SEZIONE DI TESTO:

┄┄┄┄┄┄┄┄┄┄

Romano, 66 anni, è professore di economia politica alla Sapienza di Roma e collabora con il sito di economia Lavoce.info. Tra il 1998 e il 2001 è stato consulente economico per i governi di centrosinistra guidati da Massimo D’Alema e Giuliano Amato. E nel suo curriculum spicca la presenza nel comitato esecutivo della fondazione Nens, che fa capo all’ex segretario del Pd Pier Luigi Bersani e all’ex ministro Vincenzo Visco. Un modo per “addolcire” la minoranza interna in vista della votazione alla Camera sull’Italicum? Certamente c’è anche questo elemento, ma il nuovo Renzi è intenzionato ad aprire “il giglio magico” a tutto il partito con una strategia il più possibile inclusiva a prescindere dall’Italicum. Oggi sarà confermata anche la scelta di Paolo Aquilanti, una grand commis dello?Stato che ha lavorato a lungo come funzionario del Senato, come segretario generale di Palazzo Chigi. Aquilanti è stato voluto da Maria Elena Boschi come suo braccio destro al ministero per le Riforme, dove si è occupato del dossier della legge elettorale aiutando la giovane ministra a evitare le insidie delle aule parlamentari.

┄┄┄┄┄┄┄┄┄┄

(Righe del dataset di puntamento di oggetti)
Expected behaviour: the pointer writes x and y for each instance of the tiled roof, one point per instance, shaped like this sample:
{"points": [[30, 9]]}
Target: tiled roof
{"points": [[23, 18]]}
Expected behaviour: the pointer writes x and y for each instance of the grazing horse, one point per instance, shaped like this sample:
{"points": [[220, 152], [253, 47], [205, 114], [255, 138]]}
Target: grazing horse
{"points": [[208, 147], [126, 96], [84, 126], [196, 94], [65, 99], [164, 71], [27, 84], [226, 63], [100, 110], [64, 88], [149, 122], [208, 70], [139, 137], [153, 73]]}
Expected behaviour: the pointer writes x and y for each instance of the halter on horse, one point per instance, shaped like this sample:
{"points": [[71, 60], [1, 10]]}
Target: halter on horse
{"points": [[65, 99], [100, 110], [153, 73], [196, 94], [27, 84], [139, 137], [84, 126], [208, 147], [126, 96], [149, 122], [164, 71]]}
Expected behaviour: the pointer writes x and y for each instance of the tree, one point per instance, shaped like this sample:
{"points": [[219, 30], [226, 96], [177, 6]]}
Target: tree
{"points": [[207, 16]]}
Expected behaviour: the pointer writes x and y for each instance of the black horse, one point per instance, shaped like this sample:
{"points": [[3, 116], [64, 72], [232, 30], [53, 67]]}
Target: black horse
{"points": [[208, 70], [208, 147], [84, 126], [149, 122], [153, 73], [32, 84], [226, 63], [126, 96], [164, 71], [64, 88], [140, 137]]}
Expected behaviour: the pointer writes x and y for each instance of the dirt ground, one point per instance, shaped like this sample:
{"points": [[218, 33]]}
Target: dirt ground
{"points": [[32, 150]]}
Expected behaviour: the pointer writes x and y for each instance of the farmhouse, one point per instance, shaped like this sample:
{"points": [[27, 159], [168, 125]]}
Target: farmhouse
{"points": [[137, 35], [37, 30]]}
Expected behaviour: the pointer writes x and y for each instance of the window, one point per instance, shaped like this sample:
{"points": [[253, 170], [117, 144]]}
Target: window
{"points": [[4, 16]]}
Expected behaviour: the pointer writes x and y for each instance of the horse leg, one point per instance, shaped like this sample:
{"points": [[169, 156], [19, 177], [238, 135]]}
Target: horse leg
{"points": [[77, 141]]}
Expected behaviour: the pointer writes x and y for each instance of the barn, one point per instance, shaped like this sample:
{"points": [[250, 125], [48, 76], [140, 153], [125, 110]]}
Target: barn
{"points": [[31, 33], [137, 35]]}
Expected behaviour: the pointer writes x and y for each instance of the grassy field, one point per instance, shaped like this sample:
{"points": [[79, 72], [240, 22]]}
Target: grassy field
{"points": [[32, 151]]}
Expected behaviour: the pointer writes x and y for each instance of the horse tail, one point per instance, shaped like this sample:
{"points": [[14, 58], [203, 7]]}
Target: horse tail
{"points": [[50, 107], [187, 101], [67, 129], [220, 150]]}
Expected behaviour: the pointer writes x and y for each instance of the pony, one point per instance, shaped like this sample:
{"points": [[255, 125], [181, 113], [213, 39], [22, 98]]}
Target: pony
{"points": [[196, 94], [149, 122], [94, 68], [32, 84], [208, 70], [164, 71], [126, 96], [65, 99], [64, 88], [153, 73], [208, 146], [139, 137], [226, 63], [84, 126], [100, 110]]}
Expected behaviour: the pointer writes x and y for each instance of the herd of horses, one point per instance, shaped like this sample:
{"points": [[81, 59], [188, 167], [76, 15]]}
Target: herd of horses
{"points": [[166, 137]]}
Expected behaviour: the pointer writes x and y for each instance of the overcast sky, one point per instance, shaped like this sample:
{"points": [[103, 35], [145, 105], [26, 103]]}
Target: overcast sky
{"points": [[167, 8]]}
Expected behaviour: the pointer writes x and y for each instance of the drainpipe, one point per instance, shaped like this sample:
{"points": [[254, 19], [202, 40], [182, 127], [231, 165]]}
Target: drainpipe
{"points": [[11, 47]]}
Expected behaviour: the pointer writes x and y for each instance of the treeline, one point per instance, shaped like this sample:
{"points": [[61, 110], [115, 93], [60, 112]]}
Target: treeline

┄┄┄┄┄┄┄┄┄┄

Riprendi il brano su Romano e Aquilanti e continualo a partire dalla sua ultima frase. L'elenco non ha alcun ruolo in questo lavoro.

Resta ancora un stan by, invece, il nodo del ministero da assegnare al Nuovo centrodestra dopo il “sacrificio” di Maurizio Lupi dimessosi dalla Infrastrutture. È noto che il partito di Angelino Alfano ha chiesto una compensazione adeguata con l’assegnazione di un ministero di peso. Per questo si era parlato nelle scorse settimane della trasformazione del vacante ministero degli?Affari regionali in un ministero del Sud rafforzato con la delega ai fondo Ue finora nelle mani di?Delrio. Ma i fondi Ue rimarranno a Palazzo Chigi: su questo Renzi non ha voluto sentire ragioni. La compensazione potrebbe dunque comportare l’assegnazione di due caselle: il ministero appunto degli?Affari regionali che però resterebbe senza portafoglio e in più il ruolo di viceministro lasciato libero da De Vincenti allo?Sviluppo economico. Qui potrebbe essere promossa l’attuale sottosegretaria alfaniana Simona Vicari, mentre agli Affari regionali potrebbe andare un’altra donna (si fa il nome di Dorina Bianchi, ma restano in pista anche Federica Chiavaroli, Rosanna Scopelliti, Erminia Mazzoni e Valentina Castaldini.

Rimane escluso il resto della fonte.